*Brano proposto*.
I sogni e la realtà dei conti

Secondo l’agenzia Reuters, “l’Italia ha registrato una solida espansione economica del 3,7 per cento l’anno scorso, ma il deficit di bilancio ha superato abbondantemente le previsioni del Governo portandosi all’8 per cento del Pil contro il 5,6 per cento atteso”.

In base ai dati diffusi in questi giorni dall’Istat, la crescita è risultata in linea con le stime dell’Esecutivo nel 2022. Ciò in virtù del buon andamento registrato nei primi tre trimestri, ma si è mostrata in deciso rallentamento rispetto al 2021, anno in cui aveva segnato un +7 per cento, ritoccato oggi al rialzo dal precedente +6,7 per cento.

Tuttavia, le note dolenti, e non sono poche, riguardano il quadro delle finanze pubbliche, con il deficit di bilancio che ha oltrepassato nettamente l’obiettivo fissato dal Governo Draghi nel 2022. Tutto questo a seguito di una recente disposizione di Eurostat, riguardante il modo in cui i crediti fiscali vengono classificati nei conti dello Stato. Anche i deficit del 2021 e 2020 sono stati rivisti per lo stesso motivo al rialzo, rispettivamente al 9 per cento dal 7,2 per cento e al 9,7 per cento dal 9,5 per cento. Per chi non lo sapesse, questa crescita preoccupante del disavanzo pubblico è dovuta al modo con cui la stessa Eurostat ha stabilito che vengano calcolati i crediti fiscali, su tutti il controverso e demenziale Superbonus del 110 per cento. Se, infatti, tali crediti fiscali andrebbero a cumularsi sul debito pubblico se non pagabili immediatamente mentre, come è accaduto per quelli relativi al Superbonus, essi generano direttamente deficit se vengono invece riscossi. Oltre a creare, così come sta accadendo in Italia, un surplus di inflazione già di per sé piuttosto alta. Ma il Governo, scontentando molti sovranisti monetari di destra, rassicura gli italiani, spiegando che la direttiva avrà un impatto limitato sul deficit 2023, dopo lo stop agli incentivi fiscali per il comparto costruzioni varato il mese scorso.

“La correzione delle norme sui bonus edilizi è stato l’indispensabile presupposto a tutela dei conti pubblici per il 2023, invertendo una tendenza negativa certificata oggi dall’Istat”, commenta il Tesoro in una nota. Nel frattempo, proprio grazie all’inflazione galoppante, che fa salire notevolmente il valore nominale della ricchezza prodotta, il rapporto debito/Pil è sceso da oltre il 150 per cento a circa il 144 per cento. Solo che, tanto per cambiare, il conto più delle passate dissennatezze di spesa, culminate con l’insensata paralisi dell’economia a causa delle restrizioni Covid, lo pagheranno le fasce più povere della popolazione, essendo l’inflazione la più iniqua e regressiva delle imposte.

*Consegna 1*. Secondo l'articolo sui conti pubblici, a quale valore è stato rivisto il deficit del 2021?
*Consegna 2*. Puoi riportare alla lettera il passo dell'articolo sui conti pubblici che comincia con le parole "I sogni e la" e termina dopo "precedente +6,7 per cento."?
*Consegna 3*.
Le affermazioni seguenti concordano con l'articolo sui conti pubblici? Rispondi sì o no a ciascuna e cita le parole decisive del testo.
(a) La crescita del 2021 è stata ritoccata al rialzo fino al 7 per cento.
(b) Il deficit del 2022 è risultato inferiore a quanto previsto dal Governo.
(c) Il rapporto debito/Pil è aumentato.
I record non sono necessari.

*Voci estratte*.
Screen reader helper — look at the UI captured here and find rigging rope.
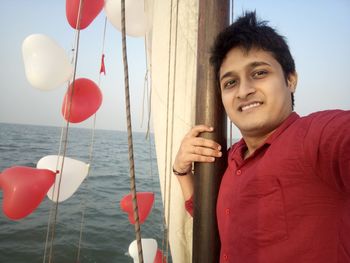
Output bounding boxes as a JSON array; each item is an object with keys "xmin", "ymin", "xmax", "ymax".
[
  {"xmin": 162, "ymin": 0, "xmax": 173, "ymax": 261},
  {"xmin": 121, "ymin": 0, "xmax": 143, "ymax": 263}
]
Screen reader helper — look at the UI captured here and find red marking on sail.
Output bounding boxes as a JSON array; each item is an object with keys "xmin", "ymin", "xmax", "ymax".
[{"xmin": 100, "ymin": 54, "xmax": 106, "ymax": 75}]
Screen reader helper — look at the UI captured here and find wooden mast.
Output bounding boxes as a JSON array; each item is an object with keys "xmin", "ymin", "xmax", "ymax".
[{"xmin": 192, "ymin": 0, "xmax": 230, "ymax": 263}]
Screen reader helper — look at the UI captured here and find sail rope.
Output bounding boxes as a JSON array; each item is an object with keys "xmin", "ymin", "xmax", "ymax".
[
  {"xmin": 76, "ymin": 17, "xmax": 107, "ymax": 262},
  {"xmin": 43, "ymin": 0, "xmax": 84, "ymax": 263},
  {"xmin": 162, "ymin": 0, "xmax": 173, "ymax": 261},
  {"xmin": 166, "ymin": 0, "xmax": 179, "ymax": 262},
  {"xmin": 226, "ymin": 0, "xmax": 234, "ymax": 147},
  {"xmin": 121, "ymin": 0, "xmax": 143, "ymax": 263}
]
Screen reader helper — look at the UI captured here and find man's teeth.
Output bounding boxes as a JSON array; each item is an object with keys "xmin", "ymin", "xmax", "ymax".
[{"xmin": 242, "ymin": 102, "xmax": 260, "ymax": 111}]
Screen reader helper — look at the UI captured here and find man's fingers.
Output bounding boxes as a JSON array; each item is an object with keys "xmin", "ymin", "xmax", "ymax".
[
  {"xmin": 192, "ymin": 137, "xmax": 221, "ymax": 150},
  {"xmin": 191, "ymin": 146, "xmax": 222, "ymax": 157},
  {"xmin": 187, "ymin": 124, "xmax": 214, "ymax": 137},
  {"xmin": 190, "ymin": 154, "xmax": 219, "ymax": 163}
]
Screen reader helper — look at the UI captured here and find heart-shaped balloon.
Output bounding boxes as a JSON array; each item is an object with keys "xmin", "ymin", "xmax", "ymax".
[
  {"xmin": 37, "ymin": 155, "xmax": 89, "ymax": 202},
  {"xmin": 66, "ymin": 0, "xmax": 104, "ymax": 29},
  {"xmin": 129, "ymin": 238, "xmax": 158, "ymax": 263},
  {"xmin": 0, "ymin": 166, "xmax": 56, "ymax": 220},
  {"xmin": 22, "ymin": 34, "xmax": 73, "ymax": 90},
  {"xmin": 62, "ymin": 78, "xmax": 102, "ymax": 123},
  {"xmin": 120, "ymin": 192, "xmax": 154, "ymax": 224}
]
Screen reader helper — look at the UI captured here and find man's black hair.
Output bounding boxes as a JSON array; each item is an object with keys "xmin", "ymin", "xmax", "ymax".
[{"xmin": 210, "ymin": 11, "xmax": 295, "ymax": 107}]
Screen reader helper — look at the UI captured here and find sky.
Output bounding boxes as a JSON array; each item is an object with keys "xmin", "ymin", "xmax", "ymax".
[{"xmin": 0, "ymin": 0, "xmax": 350, "ymax": 131}]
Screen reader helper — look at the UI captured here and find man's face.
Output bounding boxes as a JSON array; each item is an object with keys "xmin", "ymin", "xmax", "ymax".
[{"xmin": 219, "ymin": 48, "xmax": 297, "ymax": 136}]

*Risposta 1*. Al 9 per cento, dal precedente 7,2 per cento.

*Risposta 2*.
I sogni e la realtà dei conti

Secondo l’agenzia Reuters, “l’Italia ha registrato una solida espansione economica del 3,7 per cento l’anno scorso, ma il deficit di bilancio ha superato abbondantemente le previsioni del Governo portandosi all’8 per cento del Pil contro il 5,6 per cento atteso”.

In base ai dati diffusi in questi giorni dall’Istat, la crescita è risultata in linea con le stime dell’Esecutivo nel 2022. Ciò in virtù del buon andamento registrato nei primi tre trimestri, ma si è mostrata in deciso rallentamento rispetto al 2021, anno in cui aveva segnato un +7 per cento, ritoccato oggi al rialzo dal precedente +6,7 per cento.

*Risposta 3*.
(a) Sì: "anno in cui aveva segnato un +7 per cento, ritoccato oggi al rialzo dal precedente +6,7 per cento".
(b) No: "il deficit di bilancio ha superato abbondantemente le previsioni del Governo portandosi all’8 per cento del Pil contro il 5,6 per cento atteso".
(c) No: "il rapporto debito/Pil è sceso da oltre il 150 per cento a circa il 144 per cento".